▸ **Your objective**
Reproduce all of the material below verbatim, preserving every line as given.

───

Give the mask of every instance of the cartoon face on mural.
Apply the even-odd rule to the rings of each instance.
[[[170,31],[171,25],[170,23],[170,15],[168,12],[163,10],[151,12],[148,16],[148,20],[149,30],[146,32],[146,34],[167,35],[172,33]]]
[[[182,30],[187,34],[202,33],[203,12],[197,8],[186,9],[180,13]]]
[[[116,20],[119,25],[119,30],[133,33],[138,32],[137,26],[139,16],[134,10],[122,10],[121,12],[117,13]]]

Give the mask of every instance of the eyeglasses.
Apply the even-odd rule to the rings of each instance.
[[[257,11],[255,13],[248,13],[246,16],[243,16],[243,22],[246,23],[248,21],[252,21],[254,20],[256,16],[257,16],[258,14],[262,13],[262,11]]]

───

▸ **Finished exercise**
Give the mask of every instance of the cartoon face on mural.
Apply the even-odd rule to the rings of each instance.
[[[170,31],[171,25],[170,23],[170,15],[168,12],[163,10],[151,12],[148,16],[148,20],[149,30],[146,32],[146,34],[167,35],[172,33]]]
[[[182,30],[187,34],[202,33],[203,12],[197,8],[186,9],[180,13]]]
[[[116,20],[119,25],[119,30],[133,33],[138,32],[137,26],[139,16],[134,10],[122,10],[121,12],[117,13]]]

Give the mask of every instance of the eyeglasses.
Apply the even-odd rule to the rings of each instance.
[[[257,11],[255,13],[248,13],[246,16],[243,16],[243,22],[246,23],[248,21],[252,21],[254,20],[256,16],[257,16],[258,14],[262,13],[262,11]]]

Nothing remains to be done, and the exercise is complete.